> _Instrucciones_:
1) Indica si cada afirmación concuerda con el texto sobre los diez leprosos. Responde sí o no y cita literalmente las palabras del texto que lo deciden. (a) El término "euchariston" aparece 37 veces en el Nuevo Testamento. (b) Los diez leprosos fueron sanados antes de recibir la instrucción de presentarse ante los sacerdotes. (c) Para el Samaritano, Jesús es un profeta.
2) Transcribe sin cambios la parte del texto sobre los diez leprosos que comienza con las palabras que contienen "Y ante esta" y termina con "diez fueron sanados.".
3) Continúa el texto sobre los diez leprosos desde el punto en que se detiene.

> _Texto proporcionado_:
--

Y ante esta prognosis de exilio, ahora los diez desterrados reciben la instrucción de presentarse ante los sacerdotes. El texto no lo dice, pero quizás corrieron, o quizás el miedo los hizo ir despacio. Lo que sí sabemos es que en algún punto del camino, los diez fueron sanados.
Ahora bien, dice el pasaje que uno de estos diez, al darse cuenta que había sido sanado volvió a Jesús vociferando alabanzas a Dios. Pero el golpe interpretativo fulminante lo vemos en la primera parte del versículo dieciséis: “Y se postró rostro en tierra a sus pies, dándole gracias”.
La clave la da el término “euchariston”, lo cual no debe ser interpretado como un acto de agradecimiento usual. El término “euchariston”, en las 37 veces que se usa en el Nuevo Testamento, está reservado única y exclusivamente al agradecimiento rendido a Dios. En otras palabras, el Samaritano (uno que era mestizo racial y teológicamente hablando) ofrece un tipo de agradecimiento reservado solo a Dios. Es de esta manera que podemos comprender la intención detrás de el acto de “postrarse el rostro en tierra”.
Por lo tanto, la acción de “euchariston” de este hombre doblemente desterrado, (por causa de la lepra y por causa de su etnia) es una declaración de deidad. Para el Samaritano, Jesús no es un profeta, no es maestro moralista, no es un ángel, sino Dios encarnado. Es por esto que Jesús responde: “Levántate, vete; tu fe te ha salvado”.
Ahora bien, hay tres principios que debemos atesorar de esta impactante historia:
1- El agradecimiento bíblico y genuino nos insta a reencontrarnos cara a cara con la fuente de nuestras bendiciones
La palabra nos recalca que toda buena dádiva en nuestra vida proviene de Dios (Santiago 1:17). Pero no es suficiente reconocer esta verdad. Los otros nueve leprosos que fueron sanados, sin lugar a dudas reconocieron que fue Jesús quien los sanó. Sin embargo, la diferencia entre estos y el Samaritano fue la insistencia del último de reencontrarse cara a cara con el Maestro. Una cosa es reconocer la fuente de nuestras bendiciones y otra cosa es permitir que esas bendiciones nos lleven a un nuevo nivel de intimidad con Cristo.

--

(Entradas de datos guardadas)
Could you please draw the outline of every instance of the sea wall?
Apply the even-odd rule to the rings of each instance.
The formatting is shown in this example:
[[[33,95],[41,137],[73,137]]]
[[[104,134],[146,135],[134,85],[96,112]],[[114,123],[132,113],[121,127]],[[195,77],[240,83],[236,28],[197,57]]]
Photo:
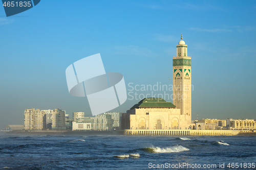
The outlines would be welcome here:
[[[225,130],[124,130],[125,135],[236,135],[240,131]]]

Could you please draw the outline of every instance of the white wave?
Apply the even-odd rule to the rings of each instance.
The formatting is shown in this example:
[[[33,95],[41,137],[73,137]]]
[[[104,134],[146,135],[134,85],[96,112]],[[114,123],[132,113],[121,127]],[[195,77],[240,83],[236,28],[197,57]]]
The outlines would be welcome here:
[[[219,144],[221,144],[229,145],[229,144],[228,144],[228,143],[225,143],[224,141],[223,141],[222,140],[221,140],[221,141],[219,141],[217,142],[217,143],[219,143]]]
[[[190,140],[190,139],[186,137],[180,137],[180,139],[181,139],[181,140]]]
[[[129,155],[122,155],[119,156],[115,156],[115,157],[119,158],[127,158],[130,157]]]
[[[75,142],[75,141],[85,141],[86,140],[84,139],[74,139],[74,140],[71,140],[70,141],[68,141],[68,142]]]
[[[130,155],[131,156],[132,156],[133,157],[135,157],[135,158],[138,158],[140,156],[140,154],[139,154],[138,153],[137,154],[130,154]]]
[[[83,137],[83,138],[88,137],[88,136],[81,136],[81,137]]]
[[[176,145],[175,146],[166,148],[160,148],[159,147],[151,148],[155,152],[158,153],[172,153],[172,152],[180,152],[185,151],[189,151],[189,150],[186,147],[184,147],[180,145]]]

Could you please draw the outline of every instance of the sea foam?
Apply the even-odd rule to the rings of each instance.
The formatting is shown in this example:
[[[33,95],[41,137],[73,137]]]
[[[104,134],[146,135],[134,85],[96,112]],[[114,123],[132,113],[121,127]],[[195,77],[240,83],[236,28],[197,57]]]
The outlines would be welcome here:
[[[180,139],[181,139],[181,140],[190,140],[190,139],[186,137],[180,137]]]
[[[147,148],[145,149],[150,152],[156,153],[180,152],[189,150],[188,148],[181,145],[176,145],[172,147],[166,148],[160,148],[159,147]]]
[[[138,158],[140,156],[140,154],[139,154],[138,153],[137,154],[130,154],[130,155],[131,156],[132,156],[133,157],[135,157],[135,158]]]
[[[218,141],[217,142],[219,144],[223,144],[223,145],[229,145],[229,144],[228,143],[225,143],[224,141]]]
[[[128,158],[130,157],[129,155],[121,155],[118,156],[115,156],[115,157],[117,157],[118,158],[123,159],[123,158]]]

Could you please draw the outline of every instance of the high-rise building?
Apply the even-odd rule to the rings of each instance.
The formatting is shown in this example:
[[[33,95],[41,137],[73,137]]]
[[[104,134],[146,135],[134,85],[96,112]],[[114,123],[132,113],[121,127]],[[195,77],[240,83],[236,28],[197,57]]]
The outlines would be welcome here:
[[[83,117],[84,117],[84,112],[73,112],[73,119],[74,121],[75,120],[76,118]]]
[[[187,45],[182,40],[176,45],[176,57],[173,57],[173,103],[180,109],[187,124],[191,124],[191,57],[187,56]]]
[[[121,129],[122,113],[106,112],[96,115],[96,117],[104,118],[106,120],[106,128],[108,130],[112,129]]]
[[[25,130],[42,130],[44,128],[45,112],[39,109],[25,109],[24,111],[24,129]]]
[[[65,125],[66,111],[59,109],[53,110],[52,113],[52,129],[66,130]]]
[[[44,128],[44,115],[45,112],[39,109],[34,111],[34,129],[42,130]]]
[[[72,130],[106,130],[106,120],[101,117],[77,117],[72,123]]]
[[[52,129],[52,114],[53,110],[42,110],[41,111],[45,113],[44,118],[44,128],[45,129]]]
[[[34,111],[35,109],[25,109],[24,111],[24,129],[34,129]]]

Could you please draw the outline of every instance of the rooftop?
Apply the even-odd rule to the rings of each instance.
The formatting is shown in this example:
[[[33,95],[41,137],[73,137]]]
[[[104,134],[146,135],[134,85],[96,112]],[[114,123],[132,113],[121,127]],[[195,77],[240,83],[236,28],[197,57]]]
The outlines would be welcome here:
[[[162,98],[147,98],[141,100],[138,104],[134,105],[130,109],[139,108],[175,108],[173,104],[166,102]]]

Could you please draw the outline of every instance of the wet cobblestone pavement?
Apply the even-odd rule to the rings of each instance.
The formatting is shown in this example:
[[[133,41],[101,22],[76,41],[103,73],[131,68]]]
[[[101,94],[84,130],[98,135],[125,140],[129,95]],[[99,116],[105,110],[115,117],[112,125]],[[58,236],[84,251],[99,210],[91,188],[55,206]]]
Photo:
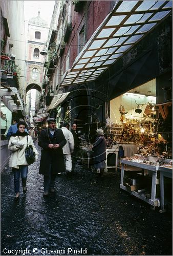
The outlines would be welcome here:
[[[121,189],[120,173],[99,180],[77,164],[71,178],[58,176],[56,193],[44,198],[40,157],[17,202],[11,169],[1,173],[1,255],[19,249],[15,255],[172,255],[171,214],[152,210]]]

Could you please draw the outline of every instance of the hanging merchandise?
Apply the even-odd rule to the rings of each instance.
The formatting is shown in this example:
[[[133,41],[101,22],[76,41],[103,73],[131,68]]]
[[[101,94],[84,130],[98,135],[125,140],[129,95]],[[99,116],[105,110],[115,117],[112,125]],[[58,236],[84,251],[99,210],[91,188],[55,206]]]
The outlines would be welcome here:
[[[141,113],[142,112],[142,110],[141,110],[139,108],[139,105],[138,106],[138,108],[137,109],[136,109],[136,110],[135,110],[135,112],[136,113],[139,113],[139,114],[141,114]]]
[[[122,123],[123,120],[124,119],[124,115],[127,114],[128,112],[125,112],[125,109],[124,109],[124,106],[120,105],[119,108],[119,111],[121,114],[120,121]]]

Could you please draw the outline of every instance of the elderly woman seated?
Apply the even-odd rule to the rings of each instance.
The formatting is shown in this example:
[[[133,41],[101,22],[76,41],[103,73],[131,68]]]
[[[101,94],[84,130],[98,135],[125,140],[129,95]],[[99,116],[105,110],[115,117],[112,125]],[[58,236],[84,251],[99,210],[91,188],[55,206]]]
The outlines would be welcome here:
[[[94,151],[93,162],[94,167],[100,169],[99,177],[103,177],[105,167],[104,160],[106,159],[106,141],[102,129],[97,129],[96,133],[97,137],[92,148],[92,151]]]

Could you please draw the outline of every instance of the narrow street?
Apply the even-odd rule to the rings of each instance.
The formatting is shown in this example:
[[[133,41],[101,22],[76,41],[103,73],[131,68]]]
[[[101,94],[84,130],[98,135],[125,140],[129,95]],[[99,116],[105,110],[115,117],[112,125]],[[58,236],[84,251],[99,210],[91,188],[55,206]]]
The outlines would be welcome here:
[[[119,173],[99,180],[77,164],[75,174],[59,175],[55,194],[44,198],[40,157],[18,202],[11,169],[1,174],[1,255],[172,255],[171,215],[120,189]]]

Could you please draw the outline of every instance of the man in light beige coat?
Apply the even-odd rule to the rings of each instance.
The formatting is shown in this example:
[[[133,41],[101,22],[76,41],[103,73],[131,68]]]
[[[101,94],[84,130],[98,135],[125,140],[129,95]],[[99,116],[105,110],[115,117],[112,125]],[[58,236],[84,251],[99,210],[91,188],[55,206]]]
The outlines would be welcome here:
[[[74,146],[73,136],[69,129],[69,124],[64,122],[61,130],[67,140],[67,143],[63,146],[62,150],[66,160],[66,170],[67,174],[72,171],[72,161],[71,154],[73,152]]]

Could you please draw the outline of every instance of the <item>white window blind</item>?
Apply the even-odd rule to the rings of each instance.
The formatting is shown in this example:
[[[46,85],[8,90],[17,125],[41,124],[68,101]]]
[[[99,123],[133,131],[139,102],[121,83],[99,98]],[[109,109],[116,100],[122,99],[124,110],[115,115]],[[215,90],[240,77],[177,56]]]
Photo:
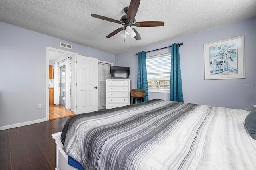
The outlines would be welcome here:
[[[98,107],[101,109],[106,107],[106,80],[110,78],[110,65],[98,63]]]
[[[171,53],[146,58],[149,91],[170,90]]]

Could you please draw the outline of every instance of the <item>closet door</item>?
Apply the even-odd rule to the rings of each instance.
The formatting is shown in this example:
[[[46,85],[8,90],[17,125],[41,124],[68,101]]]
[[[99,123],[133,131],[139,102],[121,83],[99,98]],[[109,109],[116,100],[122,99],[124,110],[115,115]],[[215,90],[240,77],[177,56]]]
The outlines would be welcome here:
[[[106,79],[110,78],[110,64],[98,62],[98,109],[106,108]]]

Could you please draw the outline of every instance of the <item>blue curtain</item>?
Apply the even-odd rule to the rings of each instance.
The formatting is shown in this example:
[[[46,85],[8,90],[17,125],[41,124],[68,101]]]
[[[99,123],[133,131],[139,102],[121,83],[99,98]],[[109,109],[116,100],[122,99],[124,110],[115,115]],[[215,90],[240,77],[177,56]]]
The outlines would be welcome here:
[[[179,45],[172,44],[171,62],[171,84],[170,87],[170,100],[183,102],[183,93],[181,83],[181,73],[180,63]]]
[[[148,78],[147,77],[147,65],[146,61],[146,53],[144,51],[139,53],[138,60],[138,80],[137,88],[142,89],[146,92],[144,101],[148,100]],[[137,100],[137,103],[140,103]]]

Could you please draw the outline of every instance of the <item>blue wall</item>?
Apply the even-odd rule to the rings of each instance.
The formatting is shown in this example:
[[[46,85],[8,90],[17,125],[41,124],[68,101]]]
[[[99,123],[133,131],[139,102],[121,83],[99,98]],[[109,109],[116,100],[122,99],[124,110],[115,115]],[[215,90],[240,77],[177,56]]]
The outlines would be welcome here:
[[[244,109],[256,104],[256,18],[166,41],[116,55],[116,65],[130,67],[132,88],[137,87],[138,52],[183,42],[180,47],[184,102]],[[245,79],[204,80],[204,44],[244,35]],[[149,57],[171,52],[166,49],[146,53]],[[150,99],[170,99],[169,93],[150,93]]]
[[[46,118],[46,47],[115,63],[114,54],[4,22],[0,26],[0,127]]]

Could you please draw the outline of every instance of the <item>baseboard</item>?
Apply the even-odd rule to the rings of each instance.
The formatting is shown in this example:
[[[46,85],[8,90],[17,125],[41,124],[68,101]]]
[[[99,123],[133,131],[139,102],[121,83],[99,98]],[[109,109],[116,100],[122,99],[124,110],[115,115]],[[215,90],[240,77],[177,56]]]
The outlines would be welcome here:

--

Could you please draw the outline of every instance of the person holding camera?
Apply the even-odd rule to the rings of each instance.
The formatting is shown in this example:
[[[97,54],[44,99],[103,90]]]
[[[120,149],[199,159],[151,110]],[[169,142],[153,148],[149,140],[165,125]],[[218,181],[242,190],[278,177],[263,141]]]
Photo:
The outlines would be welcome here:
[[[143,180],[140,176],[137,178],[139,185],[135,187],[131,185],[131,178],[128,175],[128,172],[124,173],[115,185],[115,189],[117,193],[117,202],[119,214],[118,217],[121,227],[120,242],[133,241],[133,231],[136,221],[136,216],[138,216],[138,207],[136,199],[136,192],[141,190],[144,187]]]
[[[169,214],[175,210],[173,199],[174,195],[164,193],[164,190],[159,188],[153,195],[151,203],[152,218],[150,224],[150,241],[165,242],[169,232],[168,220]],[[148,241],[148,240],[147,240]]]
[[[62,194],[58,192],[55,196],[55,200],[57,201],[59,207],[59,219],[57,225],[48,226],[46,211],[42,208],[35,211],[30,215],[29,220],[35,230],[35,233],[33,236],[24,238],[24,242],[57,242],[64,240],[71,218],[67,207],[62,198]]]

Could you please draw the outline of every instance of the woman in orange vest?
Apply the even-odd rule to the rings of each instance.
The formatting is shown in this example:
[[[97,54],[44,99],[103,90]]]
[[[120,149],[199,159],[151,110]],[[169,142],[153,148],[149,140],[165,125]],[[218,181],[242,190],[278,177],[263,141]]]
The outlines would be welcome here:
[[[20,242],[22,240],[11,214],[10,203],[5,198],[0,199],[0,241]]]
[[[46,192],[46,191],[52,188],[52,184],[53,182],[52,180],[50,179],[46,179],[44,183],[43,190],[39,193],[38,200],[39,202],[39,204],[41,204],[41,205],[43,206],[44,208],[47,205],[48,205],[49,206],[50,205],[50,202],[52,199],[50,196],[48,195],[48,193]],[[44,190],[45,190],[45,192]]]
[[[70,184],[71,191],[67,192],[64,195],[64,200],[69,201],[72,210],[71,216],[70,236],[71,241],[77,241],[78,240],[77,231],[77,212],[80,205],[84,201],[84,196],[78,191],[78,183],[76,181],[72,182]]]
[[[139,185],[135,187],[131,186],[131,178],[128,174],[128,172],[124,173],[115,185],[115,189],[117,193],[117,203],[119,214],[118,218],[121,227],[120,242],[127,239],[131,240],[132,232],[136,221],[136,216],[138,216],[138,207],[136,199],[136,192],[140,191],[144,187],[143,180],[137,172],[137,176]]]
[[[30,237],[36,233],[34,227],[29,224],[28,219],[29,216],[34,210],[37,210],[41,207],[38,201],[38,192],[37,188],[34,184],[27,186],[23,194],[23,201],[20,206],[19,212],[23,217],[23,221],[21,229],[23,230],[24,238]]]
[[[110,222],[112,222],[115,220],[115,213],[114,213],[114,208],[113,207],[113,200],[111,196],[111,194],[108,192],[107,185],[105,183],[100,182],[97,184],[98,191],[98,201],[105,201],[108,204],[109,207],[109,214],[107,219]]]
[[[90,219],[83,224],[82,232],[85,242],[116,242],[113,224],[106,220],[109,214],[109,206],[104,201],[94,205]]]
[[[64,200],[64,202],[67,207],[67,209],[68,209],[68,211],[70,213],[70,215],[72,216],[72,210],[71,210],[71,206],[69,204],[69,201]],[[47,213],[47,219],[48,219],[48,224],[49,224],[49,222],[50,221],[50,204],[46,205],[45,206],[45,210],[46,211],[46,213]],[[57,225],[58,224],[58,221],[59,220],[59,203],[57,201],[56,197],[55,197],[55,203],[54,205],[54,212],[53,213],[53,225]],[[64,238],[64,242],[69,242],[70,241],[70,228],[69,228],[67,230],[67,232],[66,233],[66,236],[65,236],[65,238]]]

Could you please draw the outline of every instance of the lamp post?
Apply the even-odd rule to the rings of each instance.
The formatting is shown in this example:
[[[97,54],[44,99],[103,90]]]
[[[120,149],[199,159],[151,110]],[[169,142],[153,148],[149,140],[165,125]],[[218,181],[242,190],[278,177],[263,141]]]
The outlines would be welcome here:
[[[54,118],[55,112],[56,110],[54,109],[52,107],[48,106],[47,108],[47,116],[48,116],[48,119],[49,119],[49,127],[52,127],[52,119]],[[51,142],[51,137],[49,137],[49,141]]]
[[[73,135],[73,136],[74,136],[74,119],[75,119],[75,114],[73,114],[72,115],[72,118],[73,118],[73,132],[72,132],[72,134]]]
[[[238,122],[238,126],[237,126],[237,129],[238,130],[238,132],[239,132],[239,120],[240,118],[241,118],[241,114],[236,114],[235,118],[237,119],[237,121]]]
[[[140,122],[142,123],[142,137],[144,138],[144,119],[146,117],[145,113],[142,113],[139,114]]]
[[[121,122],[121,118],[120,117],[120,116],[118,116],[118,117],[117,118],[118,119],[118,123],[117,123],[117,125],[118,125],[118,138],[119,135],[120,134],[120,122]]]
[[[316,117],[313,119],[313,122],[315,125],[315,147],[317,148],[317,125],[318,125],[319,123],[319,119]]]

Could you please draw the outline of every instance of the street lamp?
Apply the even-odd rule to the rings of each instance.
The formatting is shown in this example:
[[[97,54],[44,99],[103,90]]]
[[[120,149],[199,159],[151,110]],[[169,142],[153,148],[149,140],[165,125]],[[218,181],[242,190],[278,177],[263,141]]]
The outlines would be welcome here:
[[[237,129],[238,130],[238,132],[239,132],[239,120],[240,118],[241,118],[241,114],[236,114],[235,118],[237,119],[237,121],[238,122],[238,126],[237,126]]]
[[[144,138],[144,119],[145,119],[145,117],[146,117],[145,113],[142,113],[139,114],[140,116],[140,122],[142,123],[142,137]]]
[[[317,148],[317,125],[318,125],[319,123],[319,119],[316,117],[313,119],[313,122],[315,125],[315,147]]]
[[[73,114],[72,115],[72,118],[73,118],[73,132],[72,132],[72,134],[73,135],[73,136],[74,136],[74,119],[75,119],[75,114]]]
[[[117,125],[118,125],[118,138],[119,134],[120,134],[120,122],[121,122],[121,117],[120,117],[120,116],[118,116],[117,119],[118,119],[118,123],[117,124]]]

--

> _Respuestas_:
1)
(a) Sí: "en las 37 veces que se usa en el Nuevo Testamento".
(b) No: "ahora los diez desterrados reciben la instrucción de presentarse ante los sacerdotes" y "en algún punto del camino, los diez fueron sanados".
(c) No: "Para el Samaritano, Jesús no es un profeta, no es maestro moralista, no es un ángel, sino Dios encarnado".

2)
Y ante esta prognosis de exilio, ahora los diez desterrados reciben la instrucción de presentarse ante los sacerdotes. El texto no lo dice, pero quizás corrieron, o quizás el miedo los hizo ir despacio. Lo que sí sabemos es que en algún punto del camino, los diez fueron sanados.

3)
2 - Agradecimiento bíblico y genuino nos lleva a reconocer la deidad de Jesucristo
Una cosa es reconocer a Cristo como el hacedor de milagros, el que nos puede sacar de apuros. Otra cosa es reconocer que Cristo es Dios encarnado, el primogénito de la creación (Colosenses 1:15). El Samaritano no volvió a Jesús simplemente porque este estaba agradecido por haber sido sanado. El proceso de sanación permitió al Samaritano entender que Jesús es Dios, y por lo tanto es el centro de nuestra adoración. De la misma manera, nuestra visión de Dios no puede ser "utilitaria" o "antropocéntrica", donde Cristo se convierte en el “Patrono” de nuestro bienestar. Desde este punto de vista, nuestro agradecimiento no es más que una veneración de Cristo.
Para evitar esta tergiversación teológica de Jesús necesitamos entender que el agradecimiento a Dios nos lleva ineludiblemente a la adoración. Por ‘adoración’ nos referimos a la transformación del entendimiento producida por el Espíritu Santo, la cual nos lleva consecuentemente al cambio en nuestra manera de vivir (Romanos 12:2).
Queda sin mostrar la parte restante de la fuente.